▶ **Supplied text**
BatchProcessDocumentsResponse

Response to an batch document processing request. This is returned in the LRO Operation after the operation is complete.

JSON representation
{
  "responses": [
    {
      object (ProcessDocumentResponse)
    }
  ]
}
Fields
responses[]

object (ProcessDocumentResponse)

Responses for each individual document.

ProcessDocumentResponse

Response to a single document processing request.

JSON representation
{
  "inputConfig": {
    object (InputConfig)
  },
  "outputConfig": {
    object (OutputConfig)
  }
}
Fields
inputConfig

object (InputConfig)

Information about the input file. This is the same as the corresponding input config in the request.

outputConfig

object (OutputConfig)

The output location of the parsed responses. The responses are written to this location as JSON-serialized Document objects.

InputConfig

The desired input location and metadata.

JSON representation
{
  "mimeType": string,
  "gcsSource": {
    object (GcsSource)
  }
}
Fields
mimeType

string

Required. Mimetype of the input. Current supported mimetypes are application/pdf, image/tiff, and image/gif. In addition, application/json type is supported for requests with [ProcessDocumentRequest.automl_params][] field set. The JSON file needs to be in Document format.

gcsSource

object (GcsSource)

The Google Cloud Storage location to read the input from. This must be a single file.

GcsSource

The Google Cloud Storage location where the input file will be read from.

JSON representation
{
  "uri": string
}
Fields
uri

string

OutputConfig

The desired output location and metadata.

▶ **Objective**
Extend the document processing API reference above, picking up after its final line about the desired output location and metadata. The listing that comes next is separate material and has no connection to the document processing API reference above.

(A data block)
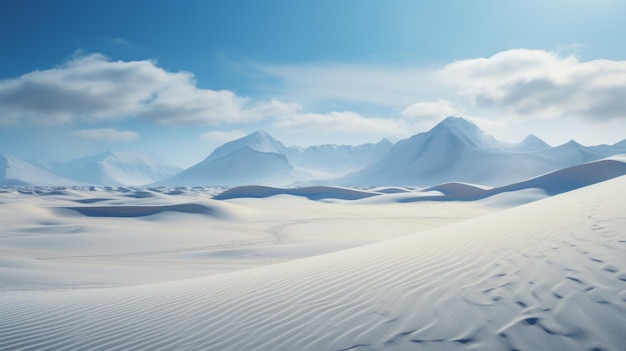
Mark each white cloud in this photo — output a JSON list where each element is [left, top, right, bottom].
[[274, 111, 408, 140], [401, 99, 465, 121], [250, 64, 441, 109], [71, 128, 139, 142], [0, 54, 272, 125], [200, 130, 246, 145], [439, 49, 626, 121]]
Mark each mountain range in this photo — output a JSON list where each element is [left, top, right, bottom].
[[0, 117, 626, 186]]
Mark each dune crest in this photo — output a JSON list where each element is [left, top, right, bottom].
[[0, 177, 626, 350]]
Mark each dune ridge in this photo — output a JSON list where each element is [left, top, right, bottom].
[[0, 177, 626, 351]]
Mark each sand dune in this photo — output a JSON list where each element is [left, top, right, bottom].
[[214, 185, 380, 200], [0, 177, 626, 350]]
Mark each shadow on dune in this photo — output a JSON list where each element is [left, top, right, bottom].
[[64, 204, 226, 217]]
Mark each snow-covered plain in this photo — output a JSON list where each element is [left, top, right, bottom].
[[0, 157, 626, 350]]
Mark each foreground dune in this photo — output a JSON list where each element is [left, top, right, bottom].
[[0, 177, 626, 350]]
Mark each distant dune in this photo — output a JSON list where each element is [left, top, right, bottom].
[[0, 170, 626, 351]]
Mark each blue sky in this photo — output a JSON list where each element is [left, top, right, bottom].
[[0, 0, 626, 166]]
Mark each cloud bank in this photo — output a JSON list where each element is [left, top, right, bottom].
[[0, 49, 626, 146], [439, 49, 626, 121], [71, 128, 139, 142]]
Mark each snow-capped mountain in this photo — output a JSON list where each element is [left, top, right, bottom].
[[157, 131, 293, 186], [513, 134, 551, 152], [53, 151, 181, 186], [0, 154, 81, 186], [339, 117, 553, 186], [287, 139, 393, 177], [537, 140, 610, 168]]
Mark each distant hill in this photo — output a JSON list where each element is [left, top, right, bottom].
[[52, 151, 181, 186], [0, 154, 81, 186]]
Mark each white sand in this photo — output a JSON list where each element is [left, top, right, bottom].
[[0, 173, 626, 350], [0, 189, 490, 290]]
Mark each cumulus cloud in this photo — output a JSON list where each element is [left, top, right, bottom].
[[0, 54, 265, 125], [439, 49, 626, 121], [71, 128, 139, 142]]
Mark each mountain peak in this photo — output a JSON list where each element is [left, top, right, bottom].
[[515, 134, 551, 152], [428, 116, 500, 149], [206, 130, 287, 164]]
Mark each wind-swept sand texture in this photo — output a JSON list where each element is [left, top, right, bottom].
[[0, 177, 626, 350], [0, 187, 490, 291]]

▶ **Exercise result**
JSON representation
{
  "pagesPerShard": integer,
  "gcsDestination": {
    object (GcsDestination)
  }
}
Fields
pagesPerShard

integer

The max number of pages to include into each output Document shard JSON on Google Cloud Storage.

The valid range is [1, 100]. If not specified, the default value is 20.

For example, for one pdf file with 100 pages, 100 parsed pages will be produced. If pagesPerShard = 20, then 5 Document shard JSON files each containing 20 parsed pages will be written under the prefix [OutputConfig.gcs_destination.uri][] and suffix pages-x-to-y.json where x and y are 1-indexed page numbers.

Example Google Cloud Storage outputs with 157 pages and pagesPerShard = 50:

pages-001-to-050.json pages-051-to-100.json pages-101-to-150.json pages-151-to-157.json

gcsDestination

object (GcsDestination)

The Google Cloud Storage location to write the output to.

GcsDestination

The Google Cloud Storage location where the output file will be written to.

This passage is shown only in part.